Exercise description = Collect each line of the entries below that contains the word "boxes".

● ● ● ●

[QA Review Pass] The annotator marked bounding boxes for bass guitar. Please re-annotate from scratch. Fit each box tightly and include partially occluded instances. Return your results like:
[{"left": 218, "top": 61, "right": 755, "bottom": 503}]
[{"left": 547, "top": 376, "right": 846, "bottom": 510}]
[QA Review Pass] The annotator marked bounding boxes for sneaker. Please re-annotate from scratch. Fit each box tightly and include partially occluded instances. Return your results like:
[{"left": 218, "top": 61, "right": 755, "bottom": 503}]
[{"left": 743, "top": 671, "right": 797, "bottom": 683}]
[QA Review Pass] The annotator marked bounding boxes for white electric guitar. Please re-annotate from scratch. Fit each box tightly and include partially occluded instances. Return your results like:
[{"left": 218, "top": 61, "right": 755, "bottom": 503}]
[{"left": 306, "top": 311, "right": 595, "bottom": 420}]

● ● ● ●

Answer to the problem =
[QA Review Pass] The annotator marked bounding boxes for bass guitar. Please re-annotate from scratch. Fit each box tightly and include partially occluded instances. Return your results like:
[QA Review Pass] The annotator marked bounding boxes for sneaker. Please re-annotate from scratch. Fit each box tightly and include partially occluded instances. Return your results like:
[QA Review Pass] The annotator marked bounding boxes for white electric guitar. Please re-annotate from scratch. Fit each box tightly and include partially occluded instances. Return your results like:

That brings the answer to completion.